● READING PASSAGE:
June 2015 LIP of the Month

 

Origin of hydrothermal deposits in the Emeishan large igneous province

Dan Zhu, Yingkui Xu, Zhilong Huang, Taiyi luo and Jiaxi Zhou

 

State Key Laboratory of Ore Deposit Geochemistry, Institute of Geochemistry, Chinese Academy of Sciences, Guiyang 550002, China; zhudan@vip.gyig.ac.cn

 

15 June 2015

Partly based on the paper published in December 2014 issue of Ore Geology Reviews: Xu, Y., Huang, Z., Zhu, D., and Luo, T., 2014, Origin of hydrothermal deposits related to the Emeishan magmatism: Ore Geology Reviews, v. 63, p. 1-8.

● EXERCISE TASKS:
1. Reproduce the part of the LIP of the Month page between "15 June 2015" and "63, p. 1-8.", inclusive.
2. In the LIP of the Month page, which journal published the paper that the piece is partly based on?
3. For each statement, answer yes or no according to the LIP of the Month page, and quote the deciding words.
(a) The piece is dated 15 June 2015.
(b) The Institute of Geochemistry is located in Beijing.
(c) The 2014 paper appeared in volume 63 of its journal.

● SOURCE INFORMATION:
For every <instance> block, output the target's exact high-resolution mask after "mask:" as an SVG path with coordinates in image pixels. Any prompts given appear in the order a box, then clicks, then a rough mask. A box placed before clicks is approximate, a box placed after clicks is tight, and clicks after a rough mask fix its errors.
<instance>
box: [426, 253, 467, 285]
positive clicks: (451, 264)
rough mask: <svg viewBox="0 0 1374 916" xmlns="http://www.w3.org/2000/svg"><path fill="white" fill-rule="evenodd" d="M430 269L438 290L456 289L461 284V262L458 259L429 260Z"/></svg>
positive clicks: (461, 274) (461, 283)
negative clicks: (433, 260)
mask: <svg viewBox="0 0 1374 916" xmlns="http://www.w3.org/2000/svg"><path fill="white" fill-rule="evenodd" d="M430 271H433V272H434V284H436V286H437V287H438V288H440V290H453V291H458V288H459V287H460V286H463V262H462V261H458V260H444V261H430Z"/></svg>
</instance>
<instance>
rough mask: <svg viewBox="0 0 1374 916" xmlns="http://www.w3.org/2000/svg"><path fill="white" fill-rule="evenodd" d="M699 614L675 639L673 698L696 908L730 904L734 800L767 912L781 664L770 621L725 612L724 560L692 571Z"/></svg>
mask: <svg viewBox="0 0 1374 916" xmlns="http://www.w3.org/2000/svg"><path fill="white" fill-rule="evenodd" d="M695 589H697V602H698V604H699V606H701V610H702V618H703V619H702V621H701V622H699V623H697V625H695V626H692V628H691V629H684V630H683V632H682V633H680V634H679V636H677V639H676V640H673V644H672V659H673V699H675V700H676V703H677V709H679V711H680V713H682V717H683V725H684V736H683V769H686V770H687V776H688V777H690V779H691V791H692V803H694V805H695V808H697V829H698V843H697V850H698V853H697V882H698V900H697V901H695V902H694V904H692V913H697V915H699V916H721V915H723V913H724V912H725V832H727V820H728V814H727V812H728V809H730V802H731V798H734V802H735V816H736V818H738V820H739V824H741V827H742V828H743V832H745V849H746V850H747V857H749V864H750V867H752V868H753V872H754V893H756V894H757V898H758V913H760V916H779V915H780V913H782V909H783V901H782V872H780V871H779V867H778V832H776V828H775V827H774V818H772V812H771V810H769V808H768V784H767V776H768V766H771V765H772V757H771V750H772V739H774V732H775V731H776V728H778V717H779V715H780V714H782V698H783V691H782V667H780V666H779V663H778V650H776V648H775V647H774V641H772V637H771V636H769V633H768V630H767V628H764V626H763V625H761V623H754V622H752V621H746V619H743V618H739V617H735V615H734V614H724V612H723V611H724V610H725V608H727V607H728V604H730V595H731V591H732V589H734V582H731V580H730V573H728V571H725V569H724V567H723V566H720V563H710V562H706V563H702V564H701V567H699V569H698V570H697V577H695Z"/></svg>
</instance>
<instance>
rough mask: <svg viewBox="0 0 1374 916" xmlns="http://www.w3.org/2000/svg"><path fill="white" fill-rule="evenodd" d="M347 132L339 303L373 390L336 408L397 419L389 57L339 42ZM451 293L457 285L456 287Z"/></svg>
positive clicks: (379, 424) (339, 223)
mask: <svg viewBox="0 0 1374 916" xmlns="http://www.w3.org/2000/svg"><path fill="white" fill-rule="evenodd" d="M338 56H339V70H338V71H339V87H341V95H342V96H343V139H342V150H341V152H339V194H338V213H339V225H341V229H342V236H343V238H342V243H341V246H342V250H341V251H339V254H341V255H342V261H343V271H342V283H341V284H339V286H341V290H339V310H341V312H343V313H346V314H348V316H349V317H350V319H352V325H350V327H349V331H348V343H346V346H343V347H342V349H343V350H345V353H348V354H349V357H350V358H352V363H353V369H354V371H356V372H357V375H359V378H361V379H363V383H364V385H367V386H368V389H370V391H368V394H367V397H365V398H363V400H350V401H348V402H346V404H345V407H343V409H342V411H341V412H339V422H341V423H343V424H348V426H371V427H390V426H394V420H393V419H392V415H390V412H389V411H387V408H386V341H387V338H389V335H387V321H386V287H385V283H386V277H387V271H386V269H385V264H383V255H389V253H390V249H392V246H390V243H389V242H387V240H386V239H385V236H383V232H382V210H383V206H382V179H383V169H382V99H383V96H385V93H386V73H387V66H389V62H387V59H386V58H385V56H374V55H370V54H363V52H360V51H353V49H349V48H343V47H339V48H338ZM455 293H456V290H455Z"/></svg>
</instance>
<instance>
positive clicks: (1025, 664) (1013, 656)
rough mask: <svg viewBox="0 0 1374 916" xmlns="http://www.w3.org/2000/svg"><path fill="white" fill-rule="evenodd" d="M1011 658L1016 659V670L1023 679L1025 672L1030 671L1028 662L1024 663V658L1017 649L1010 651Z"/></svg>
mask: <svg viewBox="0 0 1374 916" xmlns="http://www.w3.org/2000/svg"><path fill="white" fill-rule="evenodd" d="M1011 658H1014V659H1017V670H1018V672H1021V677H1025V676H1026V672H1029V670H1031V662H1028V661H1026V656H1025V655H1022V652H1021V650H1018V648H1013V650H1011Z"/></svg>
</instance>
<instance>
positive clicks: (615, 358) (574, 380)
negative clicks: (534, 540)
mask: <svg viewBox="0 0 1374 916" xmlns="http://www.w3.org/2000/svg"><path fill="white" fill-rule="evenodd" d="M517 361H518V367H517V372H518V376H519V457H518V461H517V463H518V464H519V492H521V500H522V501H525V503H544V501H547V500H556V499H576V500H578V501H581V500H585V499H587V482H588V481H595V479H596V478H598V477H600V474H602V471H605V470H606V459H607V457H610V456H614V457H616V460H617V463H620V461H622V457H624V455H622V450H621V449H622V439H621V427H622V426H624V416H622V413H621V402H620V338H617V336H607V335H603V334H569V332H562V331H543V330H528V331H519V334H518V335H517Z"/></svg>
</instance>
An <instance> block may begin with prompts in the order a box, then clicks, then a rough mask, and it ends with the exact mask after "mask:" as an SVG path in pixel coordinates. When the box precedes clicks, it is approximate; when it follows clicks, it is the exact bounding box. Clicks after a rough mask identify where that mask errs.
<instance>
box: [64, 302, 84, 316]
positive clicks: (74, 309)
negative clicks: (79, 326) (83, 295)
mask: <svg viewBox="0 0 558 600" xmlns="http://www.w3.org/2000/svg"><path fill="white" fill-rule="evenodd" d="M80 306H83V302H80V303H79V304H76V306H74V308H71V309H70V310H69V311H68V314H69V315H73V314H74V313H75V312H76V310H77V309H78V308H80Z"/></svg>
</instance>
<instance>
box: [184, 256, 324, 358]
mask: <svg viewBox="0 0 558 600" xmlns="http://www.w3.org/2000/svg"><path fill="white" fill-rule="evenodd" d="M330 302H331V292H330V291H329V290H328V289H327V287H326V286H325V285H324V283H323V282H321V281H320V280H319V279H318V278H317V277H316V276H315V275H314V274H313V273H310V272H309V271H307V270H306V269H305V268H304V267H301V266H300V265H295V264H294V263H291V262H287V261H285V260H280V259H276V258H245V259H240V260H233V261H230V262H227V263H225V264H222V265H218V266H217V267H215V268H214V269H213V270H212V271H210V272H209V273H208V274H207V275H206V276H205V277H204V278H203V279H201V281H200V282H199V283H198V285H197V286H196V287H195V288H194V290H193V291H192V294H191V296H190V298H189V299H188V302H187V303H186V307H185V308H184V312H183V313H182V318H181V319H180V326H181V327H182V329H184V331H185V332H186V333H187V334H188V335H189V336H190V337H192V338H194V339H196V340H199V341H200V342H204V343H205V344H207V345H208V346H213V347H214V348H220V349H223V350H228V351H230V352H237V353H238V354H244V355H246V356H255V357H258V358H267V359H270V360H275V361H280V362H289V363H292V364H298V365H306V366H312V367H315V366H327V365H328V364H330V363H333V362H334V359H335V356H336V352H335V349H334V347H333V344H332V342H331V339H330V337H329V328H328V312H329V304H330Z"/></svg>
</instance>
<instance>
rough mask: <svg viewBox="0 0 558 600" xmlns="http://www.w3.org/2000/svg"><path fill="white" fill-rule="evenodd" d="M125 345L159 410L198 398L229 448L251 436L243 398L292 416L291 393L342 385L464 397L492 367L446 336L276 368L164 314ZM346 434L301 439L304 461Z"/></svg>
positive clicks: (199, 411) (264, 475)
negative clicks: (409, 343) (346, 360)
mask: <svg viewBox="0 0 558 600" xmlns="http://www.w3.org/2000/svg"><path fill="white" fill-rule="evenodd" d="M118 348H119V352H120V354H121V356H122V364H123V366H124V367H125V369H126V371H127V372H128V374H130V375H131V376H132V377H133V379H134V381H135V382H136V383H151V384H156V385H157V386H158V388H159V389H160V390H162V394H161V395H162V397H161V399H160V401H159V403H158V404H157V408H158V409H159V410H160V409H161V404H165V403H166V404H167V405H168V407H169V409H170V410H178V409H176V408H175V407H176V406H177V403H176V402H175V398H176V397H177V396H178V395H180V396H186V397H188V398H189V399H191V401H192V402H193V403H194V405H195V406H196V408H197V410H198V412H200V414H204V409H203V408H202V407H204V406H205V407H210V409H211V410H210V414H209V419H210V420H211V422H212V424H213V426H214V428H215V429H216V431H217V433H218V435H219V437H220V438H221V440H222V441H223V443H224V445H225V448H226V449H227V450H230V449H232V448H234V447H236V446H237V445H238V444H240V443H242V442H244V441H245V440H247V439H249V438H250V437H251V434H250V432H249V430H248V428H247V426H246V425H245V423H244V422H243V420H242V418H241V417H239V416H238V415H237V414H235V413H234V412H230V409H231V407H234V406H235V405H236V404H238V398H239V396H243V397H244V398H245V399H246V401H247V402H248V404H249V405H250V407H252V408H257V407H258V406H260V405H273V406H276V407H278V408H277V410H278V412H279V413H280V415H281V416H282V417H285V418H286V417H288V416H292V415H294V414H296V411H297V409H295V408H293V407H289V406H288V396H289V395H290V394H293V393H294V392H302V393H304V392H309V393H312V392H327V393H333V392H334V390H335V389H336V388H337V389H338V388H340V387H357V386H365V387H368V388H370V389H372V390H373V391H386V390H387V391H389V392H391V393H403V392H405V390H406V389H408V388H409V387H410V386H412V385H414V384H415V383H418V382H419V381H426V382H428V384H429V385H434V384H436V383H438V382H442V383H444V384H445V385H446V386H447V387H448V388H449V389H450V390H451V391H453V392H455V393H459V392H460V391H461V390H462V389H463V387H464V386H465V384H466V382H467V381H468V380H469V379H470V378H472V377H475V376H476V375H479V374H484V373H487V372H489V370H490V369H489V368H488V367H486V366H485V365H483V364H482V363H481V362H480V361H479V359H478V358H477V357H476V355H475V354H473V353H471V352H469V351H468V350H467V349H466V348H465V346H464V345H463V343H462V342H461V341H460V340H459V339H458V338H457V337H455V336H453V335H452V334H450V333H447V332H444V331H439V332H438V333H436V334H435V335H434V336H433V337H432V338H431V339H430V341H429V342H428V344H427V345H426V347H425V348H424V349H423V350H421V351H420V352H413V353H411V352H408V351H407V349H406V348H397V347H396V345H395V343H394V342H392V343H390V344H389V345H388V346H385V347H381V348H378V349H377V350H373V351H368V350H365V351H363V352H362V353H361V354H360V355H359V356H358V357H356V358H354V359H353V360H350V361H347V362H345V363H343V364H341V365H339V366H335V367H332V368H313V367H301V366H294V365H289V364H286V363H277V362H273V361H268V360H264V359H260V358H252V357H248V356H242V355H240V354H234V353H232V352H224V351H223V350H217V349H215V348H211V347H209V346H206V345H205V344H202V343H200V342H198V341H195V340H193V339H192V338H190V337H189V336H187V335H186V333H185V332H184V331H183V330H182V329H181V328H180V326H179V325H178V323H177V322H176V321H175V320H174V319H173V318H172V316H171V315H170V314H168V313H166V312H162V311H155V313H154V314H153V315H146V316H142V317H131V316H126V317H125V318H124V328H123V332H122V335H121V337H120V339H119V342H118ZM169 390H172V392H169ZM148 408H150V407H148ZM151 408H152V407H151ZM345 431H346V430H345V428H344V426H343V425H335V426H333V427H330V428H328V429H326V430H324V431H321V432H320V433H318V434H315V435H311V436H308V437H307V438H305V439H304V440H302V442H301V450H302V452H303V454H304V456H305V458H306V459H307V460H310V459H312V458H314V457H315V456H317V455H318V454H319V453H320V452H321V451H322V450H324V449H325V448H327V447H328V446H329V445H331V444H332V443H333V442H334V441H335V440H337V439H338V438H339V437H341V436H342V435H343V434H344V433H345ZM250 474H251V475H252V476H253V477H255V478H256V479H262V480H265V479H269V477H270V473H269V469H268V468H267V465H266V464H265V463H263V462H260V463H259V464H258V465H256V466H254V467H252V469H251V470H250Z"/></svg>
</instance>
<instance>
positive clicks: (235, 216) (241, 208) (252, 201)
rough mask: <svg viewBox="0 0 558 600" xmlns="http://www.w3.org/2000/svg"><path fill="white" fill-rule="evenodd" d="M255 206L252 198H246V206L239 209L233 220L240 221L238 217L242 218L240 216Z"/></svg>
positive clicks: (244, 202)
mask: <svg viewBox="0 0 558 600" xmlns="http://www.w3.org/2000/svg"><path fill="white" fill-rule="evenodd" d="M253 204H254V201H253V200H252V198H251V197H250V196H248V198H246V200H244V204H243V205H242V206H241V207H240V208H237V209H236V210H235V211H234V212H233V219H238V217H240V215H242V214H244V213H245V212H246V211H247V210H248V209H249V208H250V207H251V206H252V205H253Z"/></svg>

● ANSWERS BELOW:
1.
15 June 2015

Partly based on the paper published in December 2014 issue of Ore Geology Reviews: Xu, Y., Huang, Z., Zhu, D., and Luo, T., 2014, Origin of hydrothermal deposits related to the Emeishan magmatism: Ore Geology Reviews, v. 63, p. 1-8.

2. Ore Geology Reviews, in its December 2014 issue.

3.
(a) Yes: "15 June 2015"
(b) No: "Guiyang 550002, China"
(c) Yes: "v. 63, p. 1-8"